## Task statement
Name every person identified by name in the redistricting article below.

## Reading passage

* * * * *

Redistricting revamp pushed

The redrawing of legislative districts is always controversial. Now Senate President Pro Tem Bob Geddes, who lost a 2002 state Supreme Court challenge to the current plan, has begun pushing to revamp how Idaho draws 35 legislative districts following each U.S. Census. Click below to read the full story from AP reporter John Miller.

Bill would reform how ID draws political borders
JOHN MILLER
Associated Press Writer

BOISE, Idaho (AP) — Senate President Pro Tem Bob Geddes has begun pushing to revamp how Idaho draws 35 legislative districts following each U.S. Census.

Geddes lost a 2002 state Supreme Court challenge to the current plan.

The Soda Springs Republican would require that districts be linked by roads if they include more than one county, to prevent voters in one area from being isolated from those in another. His bill also would forbid members of the bipartisan Idaho Commission for Reapportionment from 2001 from serving again, which he says will limit gerrymandering.

A new six-member commission won't set new districts until 2011, after the next U.S. Census.

Geddes contends the last commission to redraw Idaho's political landscape after the 2000 Census gave northern counties more power, while the state's southeastern corner, which he represents, lost out. Still, the state high court in 2002 found the new plan "presumptively constitutional."

By excluding 2001 commissioners from renewed appointments, Geddes said he hopes to leave less opportunity for those with extensive redistricting savvy to commandeer the process in pursuit of purely political goals.

"I don't know we should continue to use the same six people decade after decade," Geddes said Wednesday. "In my opinion, it's good if we have a citizens commission for redistricting, not a professional commission for redistricting."

Come 2011, the fight over redrawing Idaho's 35 districts will resume, in part because the state's population growth — to about 1.5 million people, as of 2008 — has occurred largely in urban southwestern and northern Idaho, while the sparsely populated countryside has in some cases lost residents.

After the 2000 Census, Idaho districts had about 37,000 residents each; next time, the figure will rise to some 43,000, meaning urban districts with more Democratic-leaning voters could multiply, while Republican rural districts would expand geographically but decline in number.

On Wednesday, Senate Minority Leader Kate Kelly, D-Boise, was among Senate State Affairs Committee members who approved Geddes' bill for a hearing, but said her party plans to seek legal advice on whether the proposed changes will disenfranchise voters.

"We're going to be following this very closely," Kelly said.

* * * * *

## Provided material
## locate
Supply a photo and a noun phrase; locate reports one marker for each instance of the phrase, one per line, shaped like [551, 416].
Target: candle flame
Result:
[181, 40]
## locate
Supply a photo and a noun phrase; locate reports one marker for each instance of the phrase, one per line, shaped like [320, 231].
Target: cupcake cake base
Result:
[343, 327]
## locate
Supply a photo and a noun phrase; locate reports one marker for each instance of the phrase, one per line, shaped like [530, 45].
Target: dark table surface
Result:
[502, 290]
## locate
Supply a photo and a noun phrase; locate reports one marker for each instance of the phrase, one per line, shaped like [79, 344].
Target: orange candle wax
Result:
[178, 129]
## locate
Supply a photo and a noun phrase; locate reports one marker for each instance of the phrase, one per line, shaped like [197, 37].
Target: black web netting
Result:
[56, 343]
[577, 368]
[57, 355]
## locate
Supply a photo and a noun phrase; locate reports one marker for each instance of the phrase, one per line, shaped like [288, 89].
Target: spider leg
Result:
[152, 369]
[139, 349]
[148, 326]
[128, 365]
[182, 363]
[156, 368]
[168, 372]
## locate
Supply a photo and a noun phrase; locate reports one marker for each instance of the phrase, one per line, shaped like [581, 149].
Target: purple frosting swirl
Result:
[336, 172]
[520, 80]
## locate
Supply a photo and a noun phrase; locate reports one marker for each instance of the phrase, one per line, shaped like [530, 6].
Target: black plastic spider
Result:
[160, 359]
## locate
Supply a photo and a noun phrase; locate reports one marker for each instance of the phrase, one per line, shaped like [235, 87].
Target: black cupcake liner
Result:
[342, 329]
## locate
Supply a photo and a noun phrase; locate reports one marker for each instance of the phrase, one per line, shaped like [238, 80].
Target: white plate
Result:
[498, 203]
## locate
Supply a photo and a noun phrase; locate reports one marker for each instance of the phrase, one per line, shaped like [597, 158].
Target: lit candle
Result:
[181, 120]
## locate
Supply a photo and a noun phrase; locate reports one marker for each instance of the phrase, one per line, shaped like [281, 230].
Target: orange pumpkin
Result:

* * * * *

## Answer
Bob Geddes, John Miller, Kate Kelly